§ Job: Reproduce the data below line for line without changing anything, and leave out the pictures.

§ Excerpts of location labeling data:
╔══

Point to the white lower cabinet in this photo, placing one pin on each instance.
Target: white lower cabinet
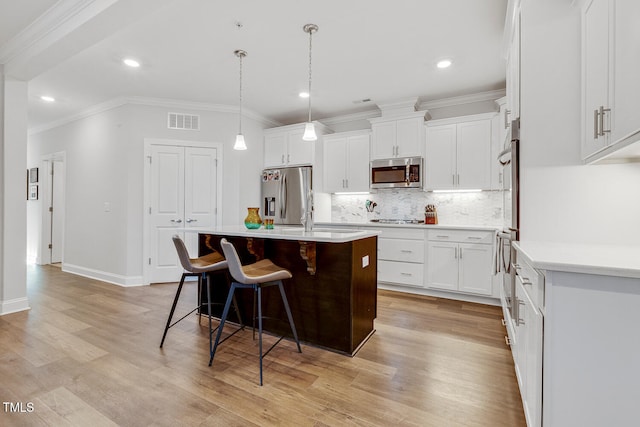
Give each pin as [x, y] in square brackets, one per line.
[527, 345]
[460, 260]
[401, 254]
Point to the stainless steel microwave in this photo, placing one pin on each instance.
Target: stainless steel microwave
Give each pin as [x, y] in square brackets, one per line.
[402, 172]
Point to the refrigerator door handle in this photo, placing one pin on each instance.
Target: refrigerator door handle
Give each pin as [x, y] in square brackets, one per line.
[283, 197]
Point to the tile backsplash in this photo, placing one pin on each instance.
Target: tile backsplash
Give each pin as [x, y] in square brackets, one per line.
[481, 208]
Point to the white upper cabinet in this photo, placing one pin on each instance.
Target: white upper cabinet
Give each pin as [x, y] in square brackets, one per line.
[611, 89]
[397, 137]
[500, 127]
[284, 146]
[346, 162]
[458, 153]
[512, 109]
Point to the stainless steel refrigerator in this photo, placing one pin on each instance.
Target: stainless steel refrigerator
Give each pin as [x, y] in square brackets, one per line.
[287, 195]
[506, 255]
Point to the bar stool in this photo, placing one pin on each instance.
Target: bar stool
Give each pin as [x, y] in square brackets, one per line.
[254, 276]
[198, 267]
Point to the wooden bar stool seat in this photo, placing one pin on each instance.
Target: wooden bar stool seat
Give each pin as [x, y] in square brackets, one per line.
[197, 267]
[255, 276]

╚══

§ Task solution:
Point to the white lower cabinet in this photo, placing one pin on each instance.
Target: white lower cabinet
Give each pin as [x, y] in square brackets, one per line.
[527, 345]
[460, 260]
[401, 254]
Point to the stainless steel microwave in this photo, placing one pin on each instance.
Target: stainless steel microwave
Give each pin as [x, y] in square brackets, one per line.
[402, 172]
Point to the refrigerator door handle in this photo, placing one pin on each instance.
Target: refrigerator door handle
Give each pin as [x, y] in square brackets, one per line.
[283, 197]
Point to the tile backsplash in this photo, placing one pin on each instance.
Target: tile backsplash
Give each pin as [x, y] in square brackets, one per line.
[481, 208]
Point to the white upper cabinet in this photo, placing one pin on each instance.
Target: white upper cabinet
Give each pin as [x, y] in square brackets, one per line.
[611, 89]
[397, 137]
[500, 127]
[284, 146]
[346, 162]
[458, 153]
[512, 109]
Point to the stainless steel refrigerator in this photo, placing one pin on each instance.
Target: stainless steel refrigerator
Give each pin as [x, y] in square brackets, one per line.
[287, 195]
[506, 255]
Point to the bar stool in this photo, placing one pin on each instance.
Target: bar stool
Give each pin as [x, y] in square brackets, one per line.
[254, 276]
[198, 267]
Point to the wooden bar stool seat in this photo, placing one pin on each instance.
Target: wooden bar stool seat
Give each pin as [x, y] in square brackets, one per line.
[197, 267]
[255, 276]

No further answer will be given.